» **Requirements**: Copy everything in the data from the line containing "base the system should track." down to the line containing "[0,0,1164,822]", both lines included. Keep the text unchanged, but multiply each bounding-box coordinate by 1.5 and round it to a whole number, rounding halves up.

» **Data shown**:
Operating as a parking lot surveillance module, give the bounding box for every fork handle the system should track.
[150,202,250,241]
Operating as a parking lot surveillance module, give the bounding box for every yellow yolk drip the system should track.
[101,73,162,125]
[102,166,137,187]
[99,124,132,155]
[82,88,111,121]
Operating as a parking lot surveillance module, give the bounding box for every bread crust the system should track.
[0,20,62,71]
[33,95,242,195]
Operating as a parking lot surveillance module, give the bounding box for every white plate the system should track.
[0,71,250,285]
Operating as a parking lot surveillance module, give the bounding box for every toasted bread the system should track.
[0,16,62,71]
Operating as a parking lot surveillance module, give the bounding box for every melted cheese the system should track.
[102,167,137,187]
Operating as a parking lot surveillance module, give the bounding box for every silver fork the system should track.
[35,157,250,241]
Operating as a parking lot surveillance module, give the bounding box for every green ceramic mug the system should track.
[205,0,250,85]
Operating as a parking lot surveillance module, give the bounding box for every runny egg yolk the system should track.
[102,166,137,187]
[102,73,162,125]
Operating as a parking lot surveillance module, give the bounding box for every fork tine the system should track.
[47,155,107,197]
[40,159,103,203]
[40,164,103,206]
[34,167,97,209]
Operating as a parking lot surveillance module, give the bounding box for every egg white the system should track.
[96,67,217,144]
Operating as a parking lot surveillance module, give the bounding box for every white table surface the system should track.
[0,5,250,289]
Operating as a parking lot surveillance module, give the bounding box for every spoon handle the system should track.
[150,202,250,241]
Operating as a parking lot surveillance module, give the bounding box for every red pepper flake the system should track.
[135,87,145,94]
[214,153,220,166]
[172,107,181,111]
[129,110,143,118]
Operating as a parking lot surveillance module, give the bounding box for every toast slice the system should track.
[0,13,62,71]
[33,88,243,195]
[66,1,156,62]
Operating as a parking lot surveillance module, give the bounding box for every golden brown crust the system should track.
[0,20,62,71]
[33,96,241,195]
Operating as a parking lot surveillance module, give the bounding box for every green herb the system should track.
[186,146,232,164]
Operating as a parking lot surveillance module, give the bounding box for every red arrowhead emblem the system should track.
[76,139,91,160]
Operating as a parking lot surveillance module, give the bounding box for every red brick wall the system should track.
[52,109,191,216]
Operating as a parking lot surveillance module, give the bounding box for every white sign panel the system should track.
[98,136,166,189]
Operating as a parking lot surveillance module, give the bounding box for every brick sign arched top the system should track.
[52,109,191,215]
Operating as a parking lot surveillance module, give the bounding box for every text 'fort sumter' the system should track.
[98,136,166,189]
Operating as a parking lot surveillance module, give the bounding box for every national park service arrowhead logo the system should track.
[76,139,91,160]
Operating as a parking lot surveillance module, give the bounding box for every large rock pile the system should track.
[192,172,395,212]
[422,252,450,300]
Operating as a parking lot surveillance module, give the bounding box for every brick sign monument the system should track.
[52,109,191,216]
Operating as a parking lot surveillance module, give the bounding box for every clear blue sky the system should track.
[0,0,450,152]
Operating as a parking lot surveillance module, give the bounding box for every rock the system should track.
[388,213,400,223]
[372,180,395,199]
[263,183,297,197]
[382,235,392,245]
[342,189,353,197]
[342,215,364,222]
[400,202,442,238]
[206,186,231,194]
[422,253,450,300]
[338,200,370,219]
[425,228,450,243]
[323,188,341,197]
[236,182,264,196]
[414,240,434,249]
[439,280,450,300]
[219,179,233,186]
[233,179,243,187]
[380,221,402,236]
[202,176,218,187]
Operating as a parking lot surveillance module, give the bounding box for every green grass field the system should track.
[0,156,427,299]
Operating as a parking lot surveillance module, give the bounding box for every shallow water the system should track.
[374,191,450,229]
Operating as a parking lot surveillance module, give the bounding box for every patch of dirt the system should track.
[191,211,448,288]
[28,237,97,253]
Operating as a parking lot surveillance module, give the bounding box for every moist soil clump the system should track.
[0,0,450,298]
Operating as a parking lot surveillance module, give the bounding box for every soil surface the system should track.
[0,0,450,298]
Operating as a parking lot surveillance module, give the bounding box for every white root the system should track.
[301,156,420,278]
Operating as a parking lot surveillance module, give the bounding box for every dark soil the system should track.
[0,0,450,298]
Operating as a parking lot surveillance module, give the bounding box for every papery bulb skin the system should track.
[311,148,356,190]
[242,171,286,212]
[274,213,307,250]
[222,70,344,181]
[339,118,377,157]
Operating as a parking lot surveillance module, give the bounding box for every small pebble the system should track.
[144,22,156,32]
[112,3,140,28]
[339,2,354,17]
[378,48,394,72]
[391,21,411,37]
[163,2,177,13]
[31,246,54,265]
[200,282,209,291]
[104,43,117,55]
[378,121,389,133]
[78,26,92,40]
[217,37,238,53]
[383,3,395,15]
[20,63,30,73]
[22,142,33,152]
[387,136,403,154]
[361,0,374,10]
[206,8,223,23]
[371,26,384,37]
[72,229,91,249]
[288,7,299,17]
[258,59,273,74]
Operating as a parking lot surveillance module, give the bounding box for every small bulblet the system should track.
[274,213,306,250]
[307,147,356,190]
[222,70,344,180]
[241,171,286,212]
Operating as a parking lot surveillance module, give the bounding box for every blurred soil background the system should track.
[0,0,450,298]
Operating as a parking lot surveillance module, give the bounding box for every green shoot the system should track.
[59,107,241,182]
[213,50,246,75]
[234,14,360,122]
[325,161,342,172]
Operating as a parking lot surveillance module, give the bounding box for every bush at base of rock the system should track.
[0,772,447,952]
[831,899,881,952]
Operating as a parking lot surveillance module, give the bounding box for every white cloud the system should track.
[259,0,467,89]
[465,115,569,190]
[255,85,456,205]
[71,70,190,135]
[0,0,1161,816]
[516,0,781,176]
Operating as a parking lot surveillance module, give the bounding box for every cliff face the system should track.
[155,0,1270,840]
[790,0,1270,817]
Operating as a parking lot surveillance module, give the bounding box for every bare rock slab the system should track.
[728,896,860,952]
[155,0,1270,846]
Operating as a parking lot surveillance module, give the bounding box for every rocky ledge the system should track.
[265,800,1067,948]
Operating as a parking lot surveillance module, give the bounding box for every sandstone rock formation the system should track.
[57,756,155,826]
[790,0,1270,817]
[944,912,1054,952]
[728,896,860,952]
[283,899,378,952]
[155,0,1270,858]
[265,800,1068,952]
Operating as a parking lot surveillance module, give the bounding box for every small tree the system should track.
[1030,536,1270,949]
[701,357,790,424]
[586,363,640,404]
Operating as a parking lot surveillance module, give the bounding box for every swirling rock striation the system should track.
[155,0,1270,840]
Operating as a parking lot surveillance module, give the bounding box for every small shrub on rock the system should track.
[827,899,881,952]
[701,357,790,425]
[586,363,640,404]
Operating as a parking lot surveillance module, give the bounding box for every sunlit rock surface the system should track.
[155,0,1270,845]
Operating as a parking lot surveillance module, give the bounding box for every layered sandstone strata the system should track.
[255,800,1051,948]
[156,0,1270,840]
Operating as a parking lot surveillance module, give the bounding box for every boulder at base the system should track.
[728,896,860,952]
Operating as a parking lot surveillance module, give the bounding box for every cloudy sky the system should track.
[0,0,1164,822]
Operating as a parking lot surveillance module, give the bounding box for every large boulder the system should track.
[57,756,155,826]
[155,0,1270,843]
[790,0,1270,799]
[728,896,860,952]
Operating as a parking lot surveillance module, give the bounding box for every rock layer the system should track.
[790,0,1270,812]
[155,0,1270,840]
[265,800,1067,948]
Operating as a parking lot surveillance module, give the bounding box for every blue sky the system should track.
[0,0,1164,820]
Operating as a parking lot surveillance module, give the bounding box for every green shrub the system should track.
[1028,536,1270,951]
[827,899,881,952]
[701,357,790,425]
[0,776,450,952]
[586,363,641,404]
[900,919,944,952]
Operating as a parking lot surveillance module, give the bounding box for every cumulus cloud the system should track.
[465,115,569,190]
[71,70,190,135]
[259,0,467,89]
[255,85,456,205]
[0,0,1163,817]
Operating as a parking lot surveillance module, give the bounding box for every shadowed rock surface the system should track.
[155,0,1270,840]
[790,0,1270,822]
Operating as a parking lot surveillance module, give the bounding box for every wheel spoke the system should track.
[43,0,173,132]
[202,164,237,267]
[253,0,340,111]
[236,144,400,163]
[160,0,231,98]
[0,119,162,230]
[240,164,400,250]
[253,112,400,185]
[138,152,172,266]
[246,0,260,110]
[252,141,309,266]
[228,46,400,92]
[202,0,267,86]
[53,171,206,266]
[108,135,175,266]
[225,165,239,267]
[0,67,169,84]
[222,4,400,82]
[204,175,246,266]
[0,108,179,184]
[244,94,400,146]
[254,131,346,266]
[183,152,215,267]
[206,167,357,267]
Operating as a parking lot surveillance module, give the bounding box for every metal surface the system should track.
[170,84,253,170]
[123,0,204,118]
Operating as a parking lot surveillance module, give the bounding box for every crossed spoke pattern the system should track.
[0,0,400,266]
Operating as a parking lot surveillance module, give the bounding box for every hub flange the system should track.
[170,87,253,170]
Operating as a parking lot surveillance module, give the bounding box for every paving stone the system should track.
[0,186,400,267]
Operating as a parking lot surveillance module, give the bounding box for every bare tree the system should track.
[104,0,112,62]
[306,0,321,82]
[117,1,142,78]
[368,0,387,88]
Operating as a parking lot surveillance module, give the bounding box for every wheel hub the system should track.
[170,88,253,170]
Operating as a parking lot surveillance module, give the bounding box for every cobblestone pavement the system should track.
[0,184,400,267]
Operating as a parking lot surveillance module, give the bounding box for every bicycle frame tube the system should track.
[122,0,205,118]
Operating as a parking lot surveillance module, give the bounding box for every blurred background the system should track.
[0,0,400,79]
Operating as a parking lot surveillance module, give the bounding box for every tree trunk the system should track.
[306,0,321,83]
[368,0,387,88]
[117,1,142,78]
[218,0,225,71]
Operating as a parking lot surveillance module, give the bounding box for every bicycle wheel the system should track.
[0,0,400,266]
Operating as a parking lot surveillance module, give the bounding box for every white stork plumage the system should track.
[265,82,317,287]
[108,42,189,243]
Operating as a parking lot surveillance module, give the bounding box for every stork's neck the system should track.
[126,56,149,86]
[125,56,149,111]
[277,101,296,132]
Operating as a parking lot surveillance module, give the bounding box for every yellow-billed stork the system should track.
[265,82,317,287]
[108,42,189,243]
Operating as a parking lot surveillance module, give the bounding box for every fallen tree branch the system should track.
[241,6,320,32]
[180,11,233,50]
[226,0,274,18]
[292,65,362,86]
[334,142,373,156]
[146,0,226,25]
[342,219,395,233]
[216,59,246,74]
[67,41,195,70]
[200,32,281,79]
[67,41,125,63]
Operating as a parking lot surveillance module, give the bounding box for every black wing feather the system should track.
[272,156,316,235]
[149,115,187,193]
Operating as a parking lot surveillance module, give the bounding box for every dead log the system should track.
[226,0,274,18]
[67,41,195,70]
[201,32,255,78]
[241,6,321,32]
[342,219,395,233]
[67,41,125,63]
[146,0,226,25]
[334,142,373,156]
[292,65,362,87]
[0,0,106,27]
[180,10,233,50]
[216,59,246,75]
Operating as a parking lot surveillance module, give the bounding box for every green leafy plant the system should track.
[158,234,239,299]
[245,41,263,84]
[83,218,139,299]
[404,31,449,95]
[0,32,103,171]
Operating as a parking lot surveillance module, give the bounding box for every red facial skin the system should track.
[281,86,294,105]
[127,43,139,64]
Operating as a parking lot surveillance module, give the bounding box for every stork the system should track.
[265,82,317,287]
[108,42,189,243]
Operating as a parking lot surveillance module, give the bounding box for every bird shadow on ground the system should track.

» **Task result**:
Operating as a parking lot surveillance module, give the bounding box for every boulder at base the system should track.
[1092,1344,1290,1428]
Operating as a parking lot surveillance module, give the bounding box for every cloudy sky the system should track.
[0,0,1746,1233]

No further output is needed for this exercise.